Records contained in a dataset
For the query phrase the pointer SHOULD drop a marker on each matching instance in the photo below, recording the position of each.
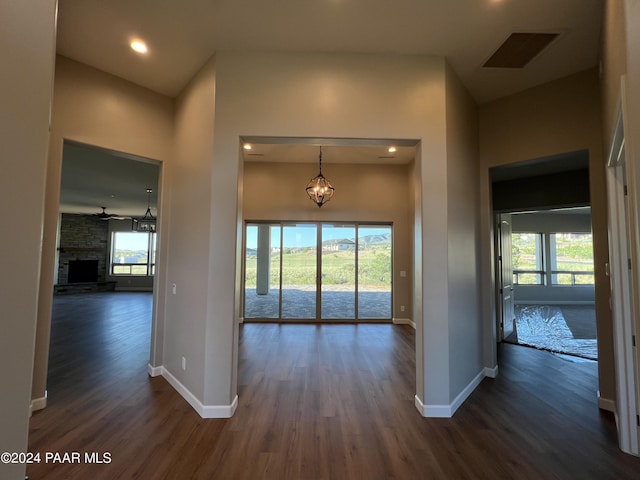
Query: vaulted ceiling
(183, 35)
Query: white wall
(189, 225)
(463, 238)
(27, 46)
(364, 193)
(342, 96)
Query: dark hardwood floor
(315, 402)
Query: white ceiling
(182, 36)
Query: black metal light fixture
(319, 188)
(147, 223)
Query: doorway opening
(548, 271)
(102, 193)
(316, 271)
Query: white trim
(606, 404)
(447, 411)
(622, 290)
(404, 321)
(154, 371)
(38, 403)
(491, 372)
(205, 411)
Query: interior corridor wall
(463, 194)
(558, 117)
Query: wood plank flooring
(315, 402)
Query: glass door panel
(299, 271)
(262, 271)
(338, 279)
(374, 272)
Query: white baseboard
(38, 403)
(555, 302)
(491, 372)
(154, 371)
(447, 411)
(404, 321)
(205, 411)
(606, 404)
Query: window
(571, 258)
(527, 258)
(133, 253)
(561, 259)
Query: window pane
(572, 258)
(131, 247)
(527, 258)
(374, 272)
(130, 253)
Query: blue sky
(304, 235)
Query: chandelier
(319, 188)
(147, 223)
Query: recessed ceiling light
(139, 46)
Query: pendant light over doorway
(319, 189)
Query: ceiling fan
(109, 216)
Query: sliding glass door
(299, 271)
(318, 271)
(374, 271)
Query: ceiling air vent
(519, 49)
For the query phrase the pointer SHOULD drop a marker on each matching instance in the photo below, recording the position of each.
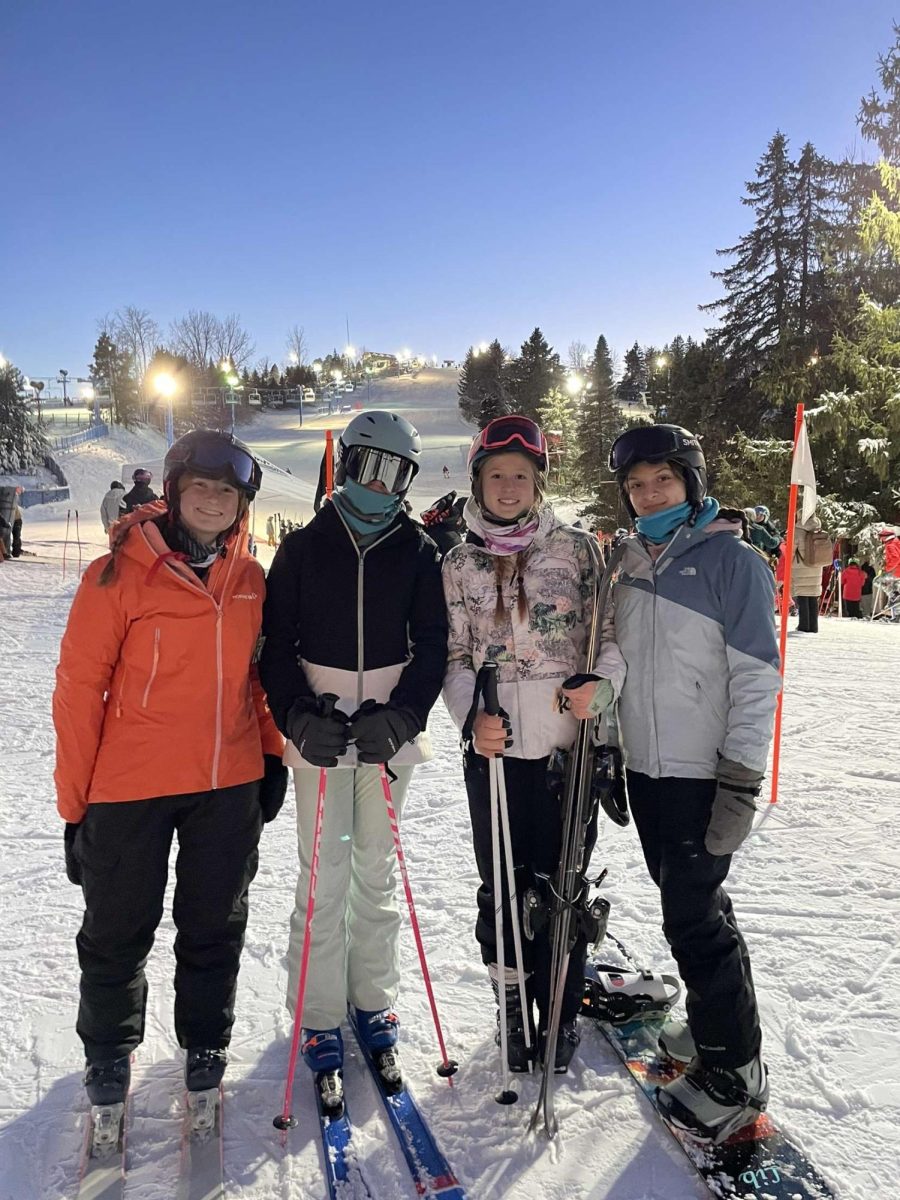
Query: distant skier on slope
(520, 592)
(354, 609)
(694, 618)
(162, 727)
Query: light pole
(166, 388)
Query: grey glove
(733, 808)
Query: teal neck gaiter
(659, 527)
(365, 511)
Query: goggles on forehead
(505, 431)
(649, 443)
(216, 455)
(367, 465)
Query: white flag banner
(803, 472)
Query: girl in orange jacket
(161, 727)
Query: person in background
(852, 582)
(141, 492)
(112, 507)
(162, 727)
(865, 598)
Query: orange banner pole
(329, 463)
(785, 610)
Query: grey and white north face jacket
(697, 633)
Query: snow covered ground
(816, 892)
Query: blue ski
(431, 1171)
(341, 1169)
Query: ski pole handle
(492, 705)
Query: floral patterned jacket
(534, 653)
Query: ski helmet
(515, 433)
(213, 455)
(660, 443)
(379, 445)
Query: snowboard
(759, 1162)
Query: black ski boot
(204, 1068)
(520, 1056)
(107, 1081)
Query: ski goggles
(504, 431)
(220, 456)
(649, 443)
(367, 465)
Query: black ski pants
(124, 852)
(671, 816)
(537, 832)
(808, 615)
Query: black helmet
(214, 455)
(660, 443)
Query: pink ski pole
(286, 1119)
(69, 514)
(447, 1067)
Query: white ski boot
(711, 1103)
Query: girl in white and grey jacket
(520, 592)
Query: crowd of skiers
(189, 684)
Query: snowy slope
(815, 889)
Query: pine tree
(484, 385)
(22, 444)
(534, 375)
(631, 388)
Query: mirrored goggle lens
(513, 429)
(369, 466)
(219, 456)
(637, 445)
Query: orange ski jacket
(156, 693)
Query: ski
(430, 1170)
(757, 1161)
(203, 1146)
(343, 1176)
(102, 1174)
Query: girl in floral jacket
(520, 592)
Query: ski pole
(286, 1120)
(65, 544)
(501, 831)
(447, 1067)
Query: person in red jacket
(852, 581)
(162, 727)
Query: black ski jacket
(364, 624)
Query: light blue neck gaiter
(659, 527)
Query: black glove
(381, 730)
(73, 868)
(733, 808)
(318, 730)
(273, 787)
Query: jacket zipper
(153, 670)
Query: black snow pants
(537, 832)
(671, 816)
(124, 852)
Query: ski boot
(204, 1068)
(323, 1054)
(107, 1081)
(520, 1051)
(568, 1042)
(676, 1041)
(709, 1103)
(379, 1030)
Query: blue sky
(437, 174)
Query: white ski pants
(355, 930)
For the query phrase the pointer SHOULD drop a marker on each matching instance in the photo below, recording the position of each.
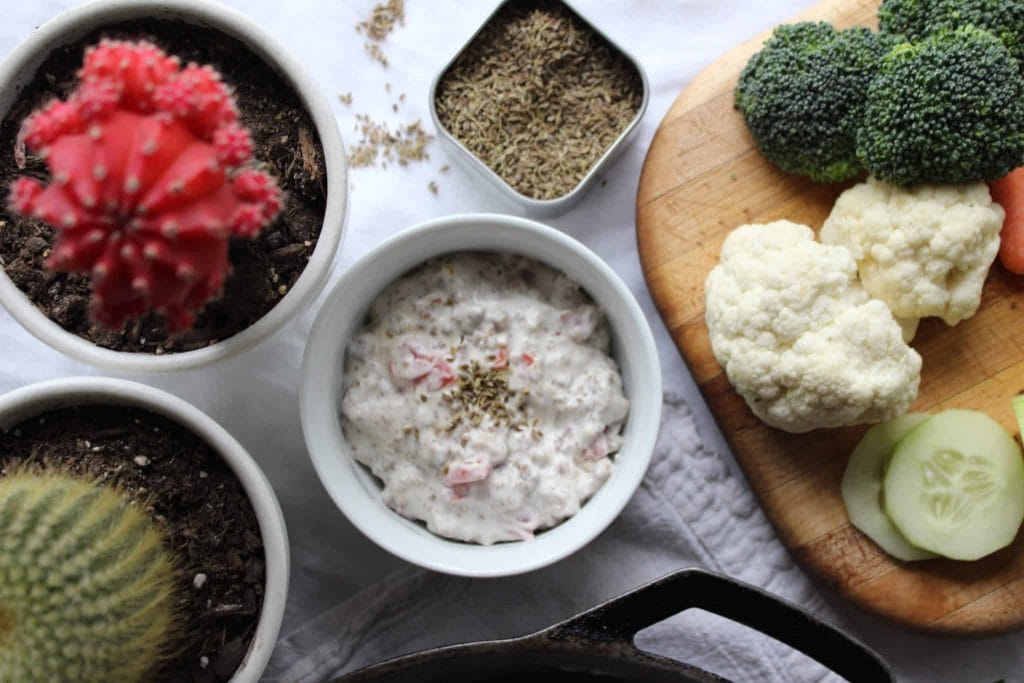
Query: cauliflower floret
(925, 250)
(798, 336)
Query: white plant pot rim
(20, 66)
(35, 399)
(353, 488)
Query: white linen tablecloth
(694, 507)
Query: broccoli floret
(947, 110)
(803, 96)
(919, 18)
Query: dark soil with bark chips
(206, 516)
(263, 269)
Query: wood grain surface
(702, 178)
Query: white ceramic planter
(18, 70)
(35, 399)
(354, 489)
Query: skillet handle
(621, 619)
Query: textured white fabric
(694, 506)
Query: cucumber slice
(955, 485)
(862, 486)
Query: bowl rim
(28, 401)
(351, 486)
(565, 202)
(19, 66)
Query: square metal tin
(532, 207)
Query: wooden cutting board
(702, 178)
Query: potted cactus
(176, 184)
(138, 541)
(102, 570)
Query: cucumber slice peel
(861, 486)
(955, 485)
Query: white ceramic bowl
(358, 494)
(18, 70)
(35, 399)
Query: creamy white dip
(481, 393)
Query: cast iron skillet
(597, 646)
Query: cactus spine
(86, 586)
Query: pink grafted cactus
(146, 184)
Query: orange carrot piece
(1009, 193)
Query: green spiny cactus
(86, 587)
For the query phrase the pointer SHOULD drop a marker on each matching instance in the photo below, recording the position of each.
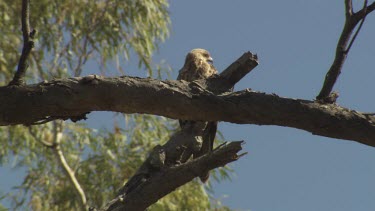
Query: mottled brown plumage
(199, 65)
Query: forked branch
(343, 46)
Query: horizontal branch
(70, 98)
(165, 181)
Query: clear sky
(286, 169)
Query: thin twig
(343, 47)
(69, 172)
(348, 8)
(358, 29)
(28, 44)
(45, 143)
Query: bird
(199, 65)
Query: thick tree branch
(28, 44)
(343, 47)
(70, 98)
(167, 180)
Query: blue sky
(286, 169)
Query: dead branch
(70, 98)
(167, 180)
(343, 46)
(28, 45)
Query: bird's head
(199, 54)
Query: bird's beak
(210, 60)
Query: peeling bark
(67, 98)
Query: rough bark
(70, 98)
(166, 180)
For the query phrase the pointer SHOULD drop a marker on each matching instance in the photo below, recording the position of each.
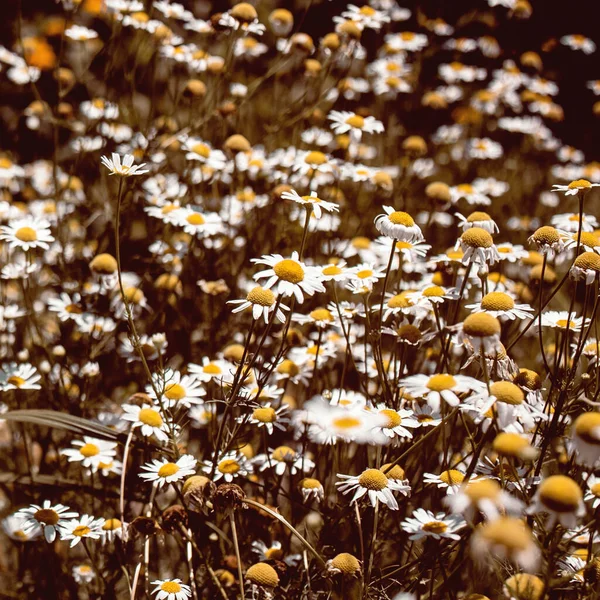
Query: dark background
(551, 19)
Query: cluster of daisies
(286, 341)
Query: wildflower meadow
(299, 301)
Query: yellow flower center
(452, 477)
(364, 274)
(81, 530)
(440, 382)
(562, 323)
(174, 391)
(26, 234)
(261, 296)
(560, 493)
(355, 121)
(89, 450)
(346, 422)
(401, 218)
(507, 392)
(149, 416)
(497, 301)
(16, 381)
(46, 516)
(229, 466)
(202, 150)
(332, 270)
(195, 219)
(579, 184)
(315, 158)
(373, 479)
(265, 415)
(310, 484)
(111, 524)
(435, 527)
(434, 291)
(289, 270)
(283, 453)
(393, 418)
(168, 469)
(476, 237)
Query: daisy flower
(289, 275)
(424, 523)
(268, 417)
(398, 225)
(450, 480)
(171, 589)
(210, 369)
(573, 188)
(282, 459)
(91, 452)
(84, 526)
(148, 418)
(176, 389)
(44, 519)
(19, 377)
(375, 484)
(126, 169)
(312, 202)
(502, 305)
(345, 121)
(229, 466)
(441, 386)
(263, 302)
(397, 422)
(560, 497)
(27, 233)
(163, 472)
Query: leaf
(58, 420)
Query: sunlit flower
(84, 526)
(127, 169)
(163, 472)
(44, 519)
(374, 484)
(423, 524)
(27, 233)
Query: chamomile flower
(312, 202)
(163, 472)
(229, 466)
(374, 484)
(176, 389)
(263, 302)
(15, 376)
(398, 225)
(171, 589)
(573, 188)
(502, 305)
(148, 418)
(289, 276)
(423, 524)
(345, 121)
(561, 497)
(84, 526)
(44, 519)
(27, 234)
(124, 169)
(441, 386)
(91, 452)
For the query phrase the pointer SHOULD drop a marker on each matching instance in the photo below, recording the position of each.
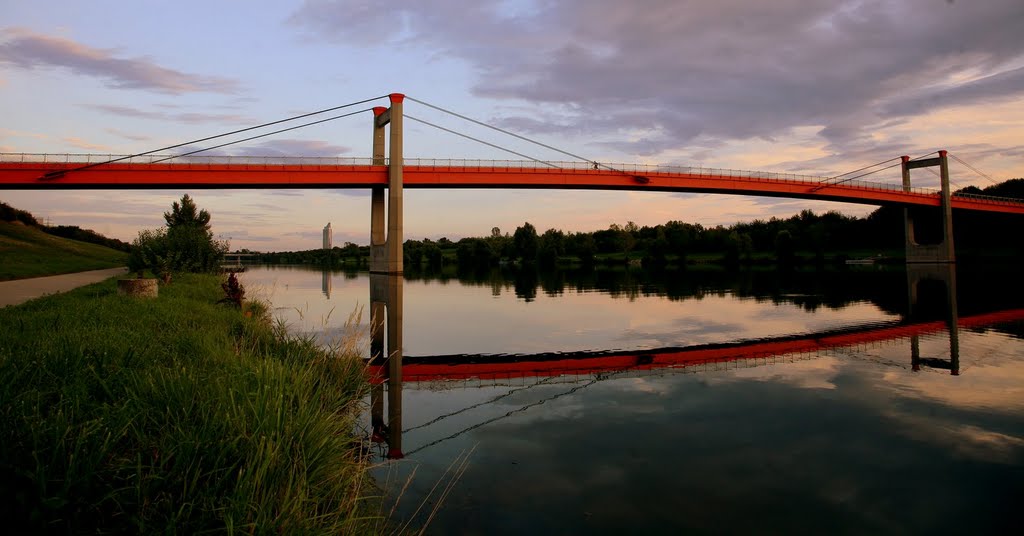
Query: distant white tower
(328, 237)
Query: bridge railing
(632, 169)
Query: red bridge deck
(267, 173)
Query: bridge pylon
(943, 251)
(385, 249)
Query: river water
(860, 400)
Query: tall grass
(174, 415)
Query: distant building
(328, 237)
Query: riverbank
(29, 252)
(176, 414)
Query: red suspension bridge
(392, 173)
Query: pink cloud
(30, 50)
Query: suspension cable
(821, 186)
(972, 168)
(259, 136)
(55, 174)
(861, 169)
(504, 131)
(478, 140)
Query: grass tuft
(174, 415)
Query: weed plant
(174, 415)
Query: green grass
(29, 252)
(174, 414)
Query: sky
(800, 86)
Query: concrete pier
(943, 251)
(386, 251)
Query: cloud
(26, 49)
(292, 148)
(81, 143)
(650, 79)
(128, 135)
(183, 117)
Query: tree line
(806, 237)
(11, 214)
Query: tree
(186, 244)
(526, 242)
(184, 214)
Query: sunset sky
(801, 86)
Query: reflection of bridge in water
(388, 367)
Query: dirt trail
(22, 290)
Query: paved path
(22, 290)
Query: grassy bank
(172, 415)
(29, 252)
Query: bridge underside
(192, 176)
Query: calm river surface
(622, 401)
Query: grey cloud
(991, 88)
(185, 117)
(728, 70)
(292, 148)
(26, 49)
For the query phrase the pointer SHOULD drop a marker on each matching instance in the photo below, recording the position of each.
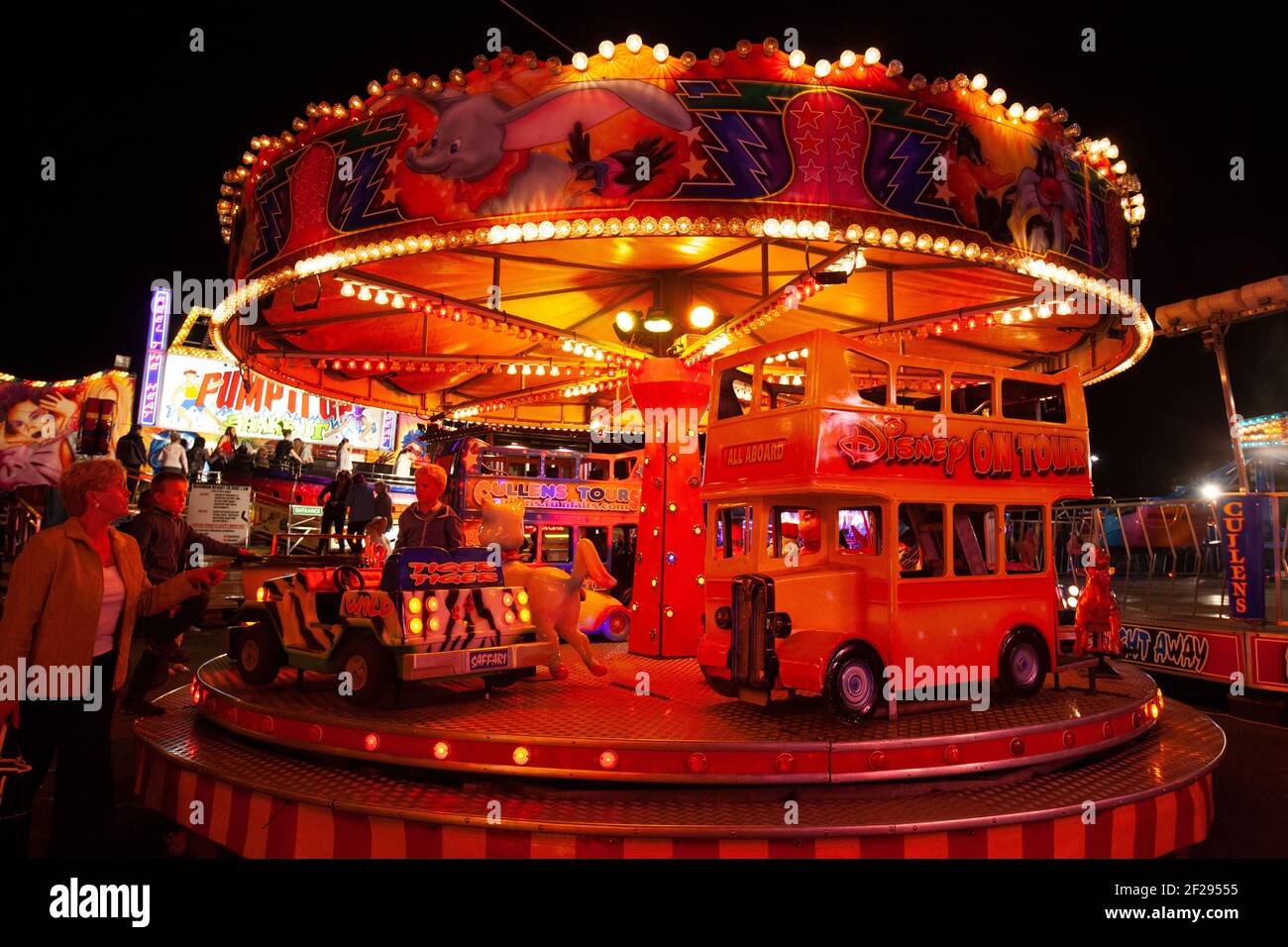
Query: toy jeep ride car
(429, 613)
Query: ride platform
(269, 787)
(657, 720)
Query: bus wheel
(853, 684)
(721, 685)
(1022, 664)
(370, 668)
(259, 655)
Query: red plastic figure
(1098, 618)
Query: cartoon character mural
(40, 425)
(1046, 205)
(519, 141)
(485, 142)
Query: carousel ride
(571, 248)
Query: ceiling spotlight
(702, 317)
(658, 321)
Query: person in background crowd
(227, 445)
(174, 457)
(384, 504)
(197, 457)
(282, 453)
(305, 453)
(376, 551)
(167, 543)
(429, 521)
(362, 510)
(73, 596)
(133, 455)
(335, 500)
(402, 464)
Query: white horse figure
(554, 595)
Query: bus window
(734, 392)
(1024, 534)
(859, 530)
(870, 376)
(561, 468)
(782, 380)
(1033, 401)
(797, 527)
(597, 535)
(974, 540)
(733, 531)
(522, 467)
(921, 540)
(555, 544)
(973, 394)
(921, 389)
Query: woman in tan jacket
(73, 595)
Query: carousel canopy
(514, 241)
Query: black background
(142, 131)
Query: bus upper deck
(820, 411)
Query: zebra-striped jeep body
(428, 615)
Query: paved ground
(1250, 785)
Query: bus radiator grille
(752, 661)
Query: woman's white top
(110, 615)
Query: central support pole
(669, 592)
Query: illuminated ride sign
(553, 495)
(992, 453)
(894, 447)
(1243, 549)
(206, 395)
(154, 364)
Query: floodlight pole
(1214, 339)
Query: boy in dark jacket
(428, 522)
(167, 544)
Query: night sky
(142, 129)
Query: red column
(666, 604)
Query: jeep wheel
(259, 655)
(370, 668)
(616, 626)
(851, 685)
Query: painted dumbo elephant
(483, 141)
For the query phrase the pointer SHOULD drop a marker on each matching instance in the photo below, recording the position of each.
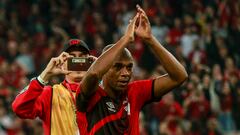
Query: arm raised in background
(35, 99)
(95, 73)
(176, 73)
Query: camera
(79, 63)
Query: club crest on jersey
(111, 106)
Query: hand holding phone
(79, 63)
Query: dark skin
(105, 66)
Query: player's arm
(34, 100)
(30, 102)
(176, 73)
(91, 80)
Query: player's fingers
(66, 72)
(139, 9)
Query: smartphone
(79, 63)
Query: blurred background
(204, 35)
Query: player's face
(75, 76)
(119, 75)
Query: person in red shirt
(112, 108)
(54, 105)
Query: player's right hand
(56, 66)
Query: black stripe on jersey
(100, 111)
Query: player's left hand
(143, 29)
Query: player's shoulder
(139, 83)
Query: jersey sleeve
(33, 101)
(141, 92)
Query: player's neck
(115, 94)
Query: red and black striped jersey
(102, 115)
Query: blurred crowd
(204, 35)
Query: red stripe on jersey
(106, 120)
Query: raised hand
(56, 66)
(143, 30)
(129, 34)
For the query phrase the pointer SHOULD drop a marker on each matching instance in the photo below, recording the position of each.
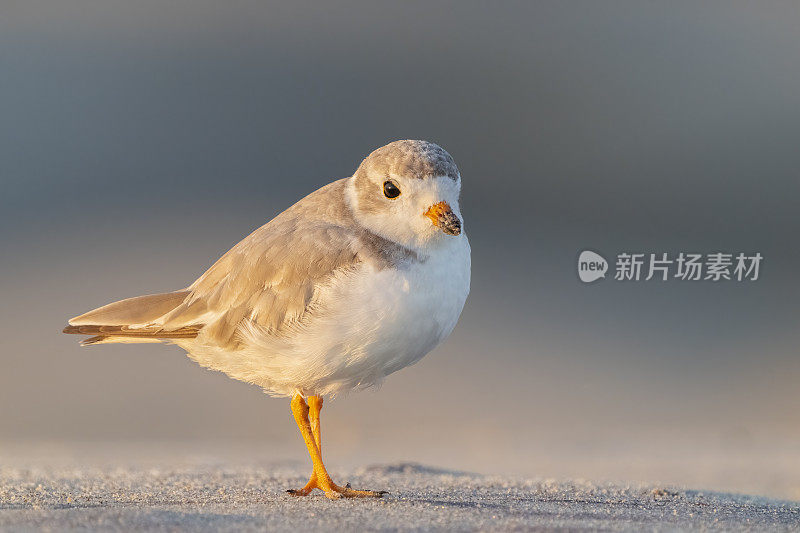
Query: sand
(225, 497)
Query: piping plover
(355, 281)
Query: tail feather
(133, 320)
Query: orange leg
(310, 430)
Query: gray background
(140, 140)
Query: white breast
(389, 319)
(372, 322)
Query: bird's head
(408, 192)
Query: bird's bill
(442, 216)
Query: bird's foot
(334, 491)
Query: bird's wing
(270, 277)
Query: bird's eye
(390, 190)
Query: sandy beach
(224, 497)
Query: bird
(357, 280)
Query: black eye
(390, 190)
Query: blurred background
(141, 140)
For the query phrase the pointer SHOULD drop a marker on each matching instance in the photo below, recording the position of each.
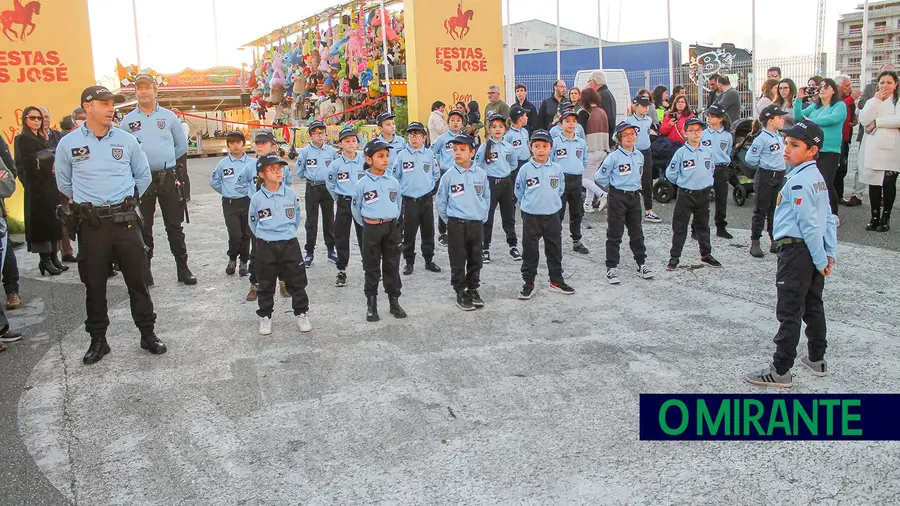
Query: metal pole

▶ WHAT IS REQUIRED: Take the line that contains "Query: piping plover" and all lines after it to the end of the material above, and copy them verbatim without any images.

▶ EXERCISE SOLUTION:
Query: piping plover
(355, 281)
Query: tail feather
(133, 320)
Query: orange leg
(310, 430)
Query: gray background
(140, 140)
Query: white breast
(389, 319)
(372, 322)
Query: bird's head
(408, 192)
Query: bird's bill
(442, 216)
Query: bird's foot
(334, 491)
Query: bird's wing
(270, 277)
Query: bird's eye
(390, 190)
Query: sandy beach
(224, 497)
Query: bird
(357, 280)
Query: black eye
(390, 190)
Query: blurred background
(141, 140)
For the query phrase the pointer SHOULD drop a marker on each matching instance in the photo below, recording the position of each.
Query: metal pole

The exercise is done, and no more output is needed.